======== RECORDED DATA ========
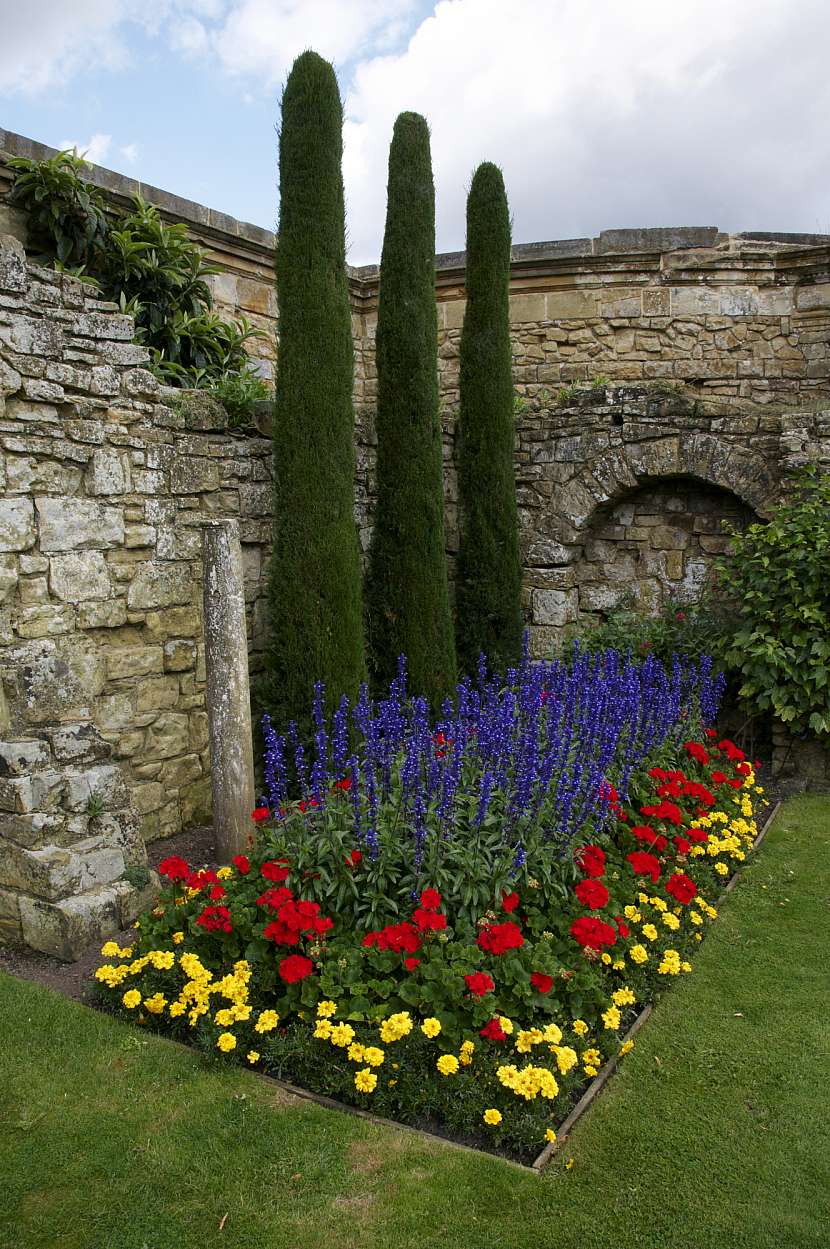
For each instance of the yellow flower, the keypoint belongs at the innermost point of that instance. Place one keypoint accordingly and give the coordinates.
(267, 1021)
(365, 1081)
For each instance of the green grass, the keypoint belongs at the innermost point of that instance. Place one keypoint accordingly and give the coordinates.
(715, 1132)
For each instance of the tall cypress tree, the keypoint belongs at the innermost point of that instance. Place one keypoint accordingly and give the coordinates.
(316, 626)
(408, 601)
(488, 597)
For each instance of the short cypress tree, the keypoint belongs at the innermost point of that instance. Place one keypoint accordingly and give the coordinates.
(316, 616)
(488, 592)
(407, 595)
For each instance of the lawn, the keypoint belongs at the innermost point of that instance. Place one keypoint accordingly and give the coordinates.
(714, 1133)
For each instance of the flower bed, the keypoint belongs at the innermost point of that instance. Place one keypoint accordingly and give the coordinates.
(452, 923)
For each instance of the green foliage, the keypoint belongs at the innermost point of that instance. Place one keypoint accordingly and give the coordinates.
(488, 605)
(315, 578)
(66, 214)
(679, 628)
(775, 581)
(407, 593)
(152, 270)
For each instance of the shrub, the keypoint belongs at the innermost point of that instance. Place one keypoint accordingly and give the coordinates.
(488, 596)
(775, 582)
(316, 628)
(407, 593)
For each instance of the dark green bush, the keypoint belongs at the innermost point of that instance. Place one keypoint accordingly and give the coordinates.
(407, 593)
(488, 596)
(315, 578)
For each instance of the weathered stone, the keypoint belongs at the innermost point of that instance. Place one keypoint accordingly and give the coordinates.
(79, 576)
(16, 523)
(78, 523)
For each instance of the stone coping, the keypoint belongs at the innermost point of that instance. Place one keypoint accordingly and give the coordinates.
(608, 244)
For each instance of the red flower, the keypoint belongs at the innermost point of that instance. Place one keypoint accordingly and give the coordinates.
(644, 864)
(215, 919)
(592, 861)
(275, 869)
(541, 982)
(479, 983)
(680, 887)
(295, 967)
(593, 933)
(175, 867)
(498, 938)
(492, 1031)
(592, 894)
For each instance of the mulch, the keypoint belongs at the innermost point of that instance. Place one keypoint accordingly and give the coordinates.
(75, 979)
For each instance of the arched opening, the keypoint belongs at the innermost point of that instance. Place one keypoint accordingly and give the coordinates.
(655, 545)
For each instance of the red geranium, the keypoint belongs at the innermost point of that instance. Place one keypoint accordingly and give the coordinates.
(295, 967)
(680, 887)
(593, 933)
(592, 894)
(175, 867)
(479, 983)
(592, 861)
(541, 982)
(644, 864)
(498, 938)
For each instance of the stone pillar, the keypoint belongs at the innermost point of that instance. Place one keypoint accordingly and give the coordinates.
(227, 695)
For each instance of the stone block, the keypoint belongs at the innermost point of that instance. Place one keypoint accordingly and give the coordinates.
(16, 523)
(78, 523)
(160, 585)
(78, 576)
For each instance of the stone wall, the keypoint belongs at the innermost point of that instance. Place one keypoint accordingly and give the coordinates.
(104, 487)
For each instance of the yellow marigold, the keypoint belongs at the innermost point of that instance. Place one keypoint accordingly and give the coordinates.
(365, 1081)
(267, 1021)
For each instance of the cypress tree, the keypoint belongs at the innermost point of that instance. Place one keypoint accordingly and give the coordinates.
(407, 595)
(488, 593)
(316, 626)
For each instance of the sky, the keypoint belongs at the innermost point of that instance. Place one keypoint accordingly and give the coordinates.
(602, 114)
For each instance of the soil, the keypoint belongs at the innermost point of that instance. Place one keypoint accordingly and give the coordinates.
(75, 979)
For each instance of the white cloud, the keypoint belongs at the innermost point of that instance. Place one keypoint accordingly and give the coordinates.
(605, 115)
(94, 150)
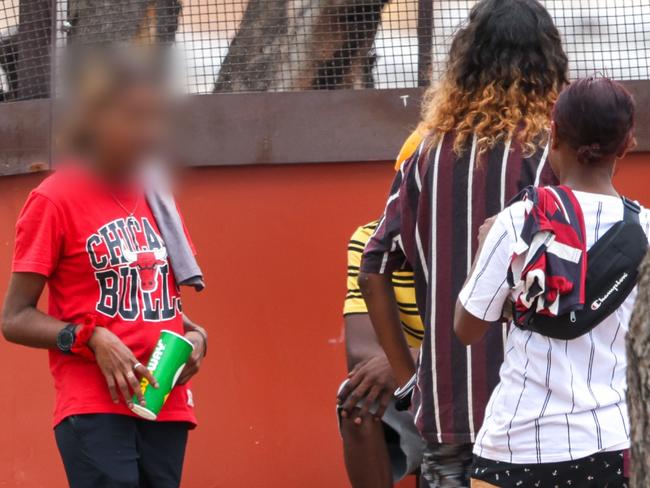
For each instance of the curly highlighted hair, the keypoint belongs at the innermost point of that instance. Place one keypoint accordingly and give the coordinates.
(505, 70)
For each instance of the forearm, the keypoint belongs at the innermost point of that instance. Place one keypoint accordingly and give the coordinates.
(31, 327)
(189, 326)
(360, 339)
(382, 307)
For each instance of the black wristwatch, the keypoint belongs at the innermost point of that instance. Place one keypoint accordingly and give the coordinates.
(66, 337)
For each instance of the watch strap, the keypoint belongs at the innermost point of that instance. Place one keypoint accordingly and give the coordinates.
(84, 333)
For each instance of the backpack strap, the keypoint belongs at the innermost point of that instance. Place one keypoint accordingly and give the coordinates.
(631, 211)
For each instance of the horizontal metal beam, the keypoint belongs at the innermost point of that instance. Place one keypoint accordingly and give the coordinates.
(268, 128)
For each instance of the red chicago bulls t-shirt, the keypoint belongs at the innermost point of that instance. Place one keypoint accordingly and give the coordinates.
(100, 260)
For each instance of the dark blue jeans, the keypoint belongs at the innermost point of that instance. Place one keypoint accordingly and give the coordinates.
(117, 451)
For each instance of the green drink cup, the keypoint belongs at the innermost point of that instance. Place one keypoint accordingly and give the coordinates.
(166, 364)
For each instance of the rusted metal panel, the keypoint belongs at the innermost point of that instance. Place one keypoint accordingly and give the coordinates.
(302, 127)
(24, 136)
(268, 128)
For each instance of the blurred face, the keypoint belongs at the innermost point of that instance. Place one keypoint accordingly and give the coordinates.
(130, 128)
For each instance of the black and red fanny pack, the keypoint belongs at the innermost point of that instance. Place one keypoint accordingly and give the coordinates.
(612, 273)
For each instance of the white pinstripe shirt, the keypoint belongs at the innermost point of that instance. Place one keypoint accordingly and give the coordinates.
(557, 400)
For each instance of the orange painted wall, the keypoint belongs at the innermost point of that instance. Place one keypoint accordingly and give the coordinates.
(272, 244)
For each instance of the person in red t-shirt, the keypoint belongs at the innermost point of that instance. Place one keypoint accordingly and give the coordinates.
(76, 233)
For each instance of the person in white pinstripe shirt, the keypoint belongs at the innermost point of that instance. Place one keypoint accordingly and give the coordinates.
(558, 416)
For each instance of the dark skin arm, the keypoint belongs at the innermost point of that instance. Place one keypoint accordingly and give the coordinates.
(371, 379)
(198, 337)
(378, 293)
(468, 328)
(23, 323)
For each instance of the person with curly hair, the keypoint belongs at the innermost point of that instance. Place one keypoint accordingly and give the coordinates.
(486, 125)
(559, 415)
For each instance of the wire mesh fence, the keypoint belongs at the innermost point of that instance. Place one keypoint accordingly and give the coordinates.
(287, 45)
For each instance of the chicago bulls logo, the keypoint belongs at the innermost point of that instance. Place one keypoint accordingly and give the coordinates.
(130, 263)
(148, 264)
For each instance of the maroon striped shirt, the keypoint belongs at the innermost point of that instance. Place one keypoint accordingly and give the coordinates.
(436, 205)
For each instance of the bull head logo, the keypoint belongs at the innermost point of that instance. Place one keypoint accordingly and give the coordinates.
(148, 265)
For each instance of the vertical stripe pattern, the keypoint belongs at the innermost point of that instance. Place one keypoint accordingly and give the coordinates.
(438, 201)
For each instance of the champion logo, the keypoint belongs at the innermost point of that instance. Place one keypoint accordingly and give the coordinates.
(599, 301)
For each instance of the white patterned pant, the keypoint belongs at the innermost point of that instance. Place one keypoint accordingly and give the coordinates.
(446, 465)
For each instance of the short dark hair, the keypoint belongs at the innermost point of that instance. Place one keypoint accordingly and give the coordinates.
(595, 116)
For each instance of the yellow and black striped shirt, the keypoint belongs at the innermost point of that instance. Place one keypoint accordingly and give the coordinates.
(403, 285)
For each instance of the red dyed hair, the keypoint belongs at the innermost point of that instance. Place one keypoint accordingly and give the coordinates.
(595, 116)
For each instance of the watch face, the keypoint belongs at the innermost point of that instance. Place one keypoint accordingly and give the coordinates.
(65, 339)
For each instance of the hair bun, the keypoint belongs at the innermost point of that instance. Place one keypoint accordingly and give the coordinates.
(590, 153)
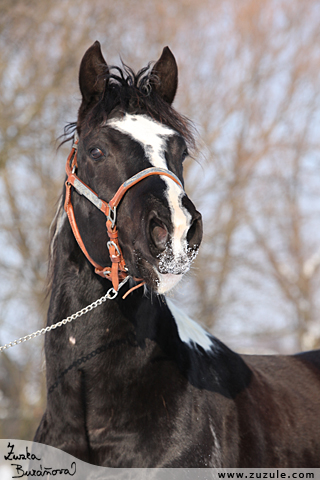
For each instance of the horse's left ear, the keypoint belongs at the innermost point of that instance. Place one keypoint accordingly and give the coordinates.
(166, 71)
(93, 70)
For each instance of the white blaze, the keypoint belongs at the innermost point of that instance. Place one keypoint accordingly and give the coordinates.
(152, 136)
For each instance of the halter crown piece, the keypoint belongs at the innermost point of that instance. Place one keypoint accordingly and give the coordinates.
(118, 270)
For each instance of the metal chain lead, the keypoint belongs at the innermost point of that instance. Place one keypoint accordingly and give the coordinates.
(110, 295)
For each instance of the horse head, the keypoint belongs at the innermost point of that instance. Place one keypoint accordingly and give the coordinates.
(126, 124)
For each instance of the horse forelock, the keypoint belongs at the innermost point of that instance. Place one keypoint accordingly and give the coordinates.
(134, 93)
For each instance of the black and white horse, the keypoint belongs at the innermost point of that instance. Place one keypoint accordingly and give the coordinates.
(135, 382)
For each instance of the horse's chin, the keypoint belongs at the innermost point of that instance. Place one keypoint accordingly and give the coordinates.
(167, 281)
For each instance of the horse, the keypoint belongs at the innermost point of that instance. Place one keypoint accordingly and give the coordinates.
(136, 382)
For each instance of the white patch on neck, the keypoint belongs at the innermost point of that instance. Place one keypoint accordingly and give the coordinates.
(152, 136)
(190, 332)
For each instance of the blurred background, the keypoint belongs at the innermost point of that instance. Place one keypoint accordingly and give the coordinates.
(249, 79)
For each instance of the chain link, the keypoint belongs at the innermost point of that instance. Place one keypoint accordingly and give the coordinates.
(110, 295)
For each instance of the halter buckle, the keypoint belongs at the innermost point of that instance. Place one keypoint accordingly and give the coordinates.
(112, 216)
(111, 243)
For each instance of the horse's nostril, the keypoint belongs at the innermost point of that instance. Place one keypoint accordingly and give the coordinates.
(194, 235)
(159, 234)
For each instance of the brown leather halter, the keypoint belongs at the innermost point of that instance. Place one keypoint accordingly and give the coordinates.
(118, 270)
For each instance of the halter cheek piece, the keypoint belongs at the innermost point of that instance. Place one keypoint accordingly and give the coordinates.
(118, 270)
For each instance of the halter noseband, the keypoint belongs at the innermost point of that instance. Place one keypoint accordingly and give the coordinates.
(118, 270)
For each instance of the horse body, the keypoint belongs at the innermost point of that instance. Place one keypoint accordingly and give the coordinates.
(136, 383)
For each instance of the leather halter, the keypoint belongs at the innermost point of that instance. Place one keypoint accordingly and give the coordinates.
(118, 270)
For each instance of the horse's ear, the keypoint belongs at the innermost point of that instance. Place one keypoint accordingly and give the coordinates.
(166, 71)
(92, 75)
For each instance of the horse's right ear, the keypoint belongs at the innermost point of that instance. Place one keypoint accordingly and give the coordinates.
(92, 75)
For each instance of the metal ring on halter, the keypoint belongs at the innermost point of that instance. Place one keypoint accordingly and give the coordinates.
(115, 246)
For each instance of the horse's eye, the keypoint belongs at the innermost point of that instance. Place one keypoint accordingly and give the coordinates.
(185, 154)
(96, 153)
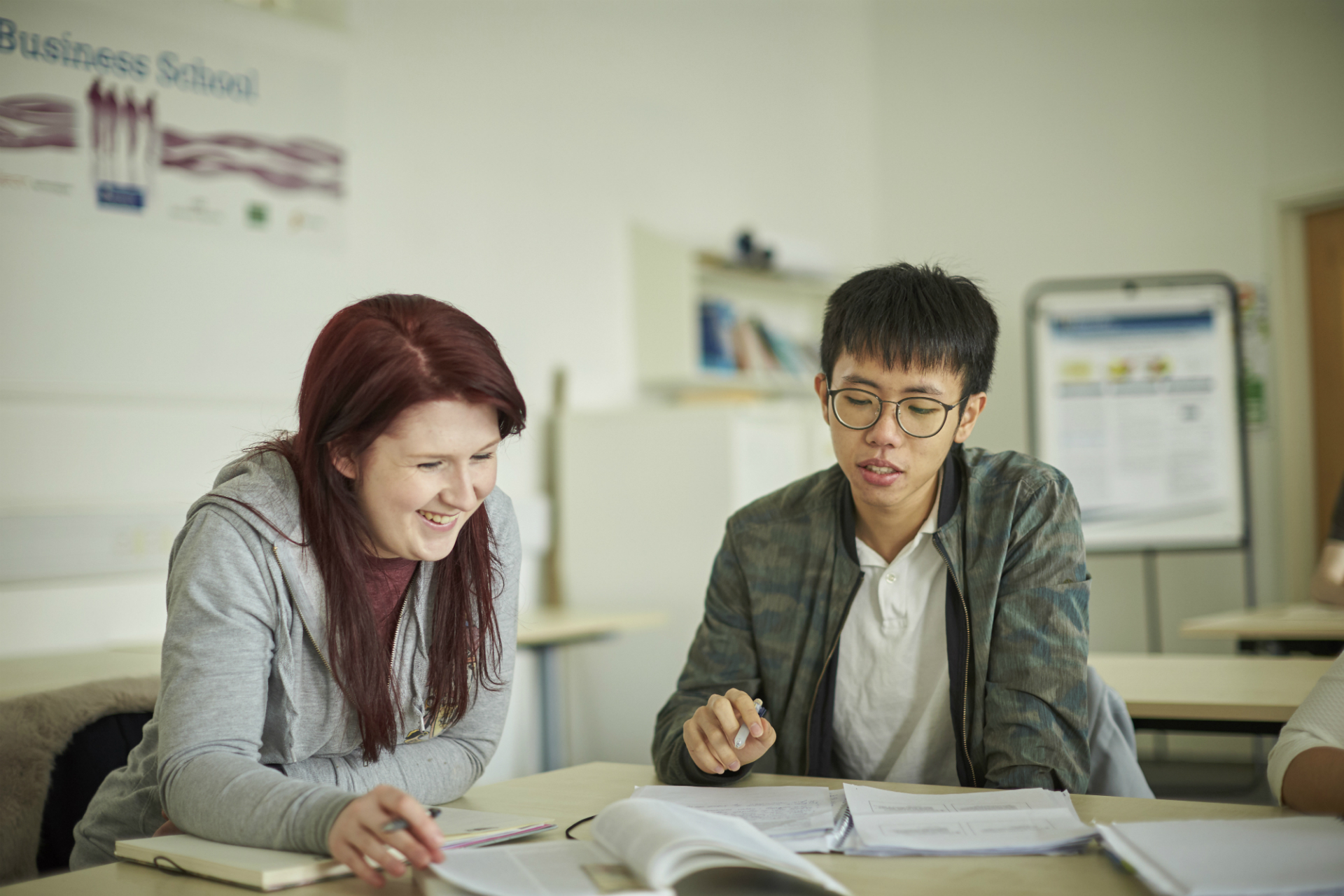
========
◆ **PROBLEM TO WORK ON**:
An exact copy is required of the lines from the one holding "For each instance of the horse's ear, the" to the end of the entries above, both included; no pictures belong in it.

◆ **TASK ANSWER**:
For each instance of the horse's ear, the keypoint belongs at the innermost point of that instance. Place one keypoint accordingly and give the coordinates.
(166, 71)
(92, 75)
For each instance of the horse's right ear, the keypoint belongs at the innermost point of that instance. Place one keypoint accordingly and give the coordinates.
(92, 75)
For each instance of the metal ring on halter, the keypoint belongs at the innermost point of that instance. Place one keypoint accordingly and give the coordinates.
(115, 246)
For each instance of the horse's eye, the keypoint belongs at the innermost point of that instance. Place one keypoint accordingly and give the coordinates.
(185, 154)
(96, 153)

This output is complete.